* TASK:
Replace "photo" with "image" everywhere from the line containing "In this practice step, locate the grass lawn" down to the end of the material. Give only those lines again, leave out the pictures, and change nothing else.

* Location annotation dataset excerpts:
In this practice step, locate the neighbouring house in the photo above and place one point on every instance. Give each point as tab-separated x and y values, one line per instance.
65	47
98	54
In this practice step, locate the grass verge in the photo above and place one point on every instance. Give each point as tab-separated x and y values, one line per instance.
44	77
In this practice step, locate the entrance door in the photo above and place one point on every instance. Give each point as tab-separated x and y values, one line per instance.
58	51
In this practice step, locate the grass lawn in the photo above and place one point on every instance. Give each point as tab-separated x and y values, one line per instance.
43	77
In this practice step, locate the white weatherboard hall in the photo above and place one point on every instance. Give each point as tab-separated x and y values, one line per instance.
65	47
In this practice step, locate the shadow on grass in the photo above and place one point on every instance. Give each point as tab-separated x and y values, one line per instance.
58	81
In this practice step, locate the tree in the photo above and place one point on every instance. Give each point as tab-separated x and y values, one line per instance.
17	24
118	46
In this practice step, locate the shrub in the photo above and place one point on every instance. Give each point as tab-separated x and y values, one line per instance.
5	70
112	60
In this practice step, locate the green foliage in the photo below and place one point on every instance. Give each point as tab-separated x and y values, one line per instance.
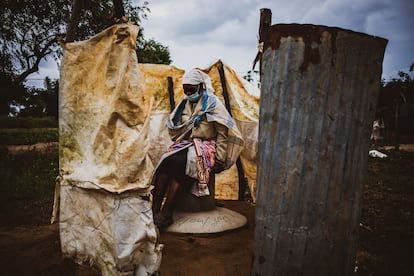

* RESPONSE BELOW:
In this practice step, locate the grass lawn in the image above and place one point on every instance. Give each point as tab-separated x and y values, one line per instance.
43	77
In this practice step, locate the white weatherboard hall in the image above and place one point on every instance. Give each point as tab-separated x and y values, one line per instance.
65	47
In this practice step, locate the shadow on grass in the image above and place one point on every instance. Give each point as tab-separated x and y values, one line per instance.
58	81
In this practice step, locate the tree in the image above and place one point on every instance. Give each point as tab-separated x and y values, one line per instance.
17	24
118	46
In this practice step, locate the shrub in the image above and place one point on every instance. Give each point as tab-separated x and y values, one line per instance.
5	70
112	60
In this practice step, locate the green foliage in the image below and place one point on every instance. Give each point as tab-separated x and y values, one line per instance.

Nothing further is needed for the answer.